## Что нужно сделать:
Перепишите все эти строки слово в слово, ничего в них не меняя.

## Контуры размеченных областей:
* * * * *
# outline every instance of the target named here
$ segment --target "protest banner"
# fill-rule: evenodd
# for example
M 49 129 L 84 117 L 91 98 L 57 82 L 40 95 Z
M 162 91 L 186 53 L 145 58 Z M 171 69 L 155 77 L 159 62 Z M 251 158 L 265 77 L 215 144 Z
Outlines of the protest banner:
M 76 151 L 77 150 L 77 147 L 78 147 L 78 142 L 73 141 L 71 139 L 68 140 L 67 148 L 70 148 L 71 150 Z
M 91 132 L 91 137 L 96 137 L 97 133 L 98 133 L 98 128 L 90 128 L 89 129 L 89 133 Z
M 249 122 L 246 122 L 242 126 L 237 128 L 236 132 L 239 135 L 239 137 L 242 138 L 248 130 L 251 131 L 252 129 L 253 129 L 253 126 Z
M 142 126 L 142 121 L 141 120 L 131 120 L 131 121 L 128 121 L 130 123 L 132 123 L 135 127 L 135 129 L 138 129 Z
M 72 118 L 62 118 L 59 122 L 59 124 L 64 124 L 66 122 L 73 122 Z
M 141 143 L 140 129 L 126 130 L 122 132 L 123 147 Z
* * * * *
## Результат упражнения:
# outline every instance of the target named here
$ segment --target "protest banner"
# fill-rule: evenodd
# for example
M 49 129 L 84 117 L 91 98 L 57 82 L 40 95 Z
M 162 91 L 186 53 L 145 58 Z M 171 69 L 155 77 L 159 62 Z M 251 158 L 265 77 L 215 144 Z
Outlines of the protest banner:
M 76 151 L 77 150 L 77 147 L 78 147 L 78 142 L 73 141 L 71 139 L 68 140 L 67 148 L 70 148 L 71 150 Z
M 91 132 L 91 137 L 96 137 L 97 133 L 98 133 L 98 128 L 90 128 L 89 129 L 89 133 Z
M 249 122 L 246 122 L 242 126 L 237 128 L 236 132 L 239 135 L 239 137 L 242 138 L 248 130 L 251 131 L 252 129 L 253 129 L 253 126 Z
M 142 126 L 142 121 L 141 120 L 131 120 L 131 121 L 128 121 L 130 123 L 132 123 L 135 127 L 135 129 L 138 129 Z
M 72 118 L 62 118 L 59 122 L 59 124 L 64 124 L 66 122 L 73 122 Z
M 141 143 L 140 129 L 126 130 L 122 132 L 123 147 Z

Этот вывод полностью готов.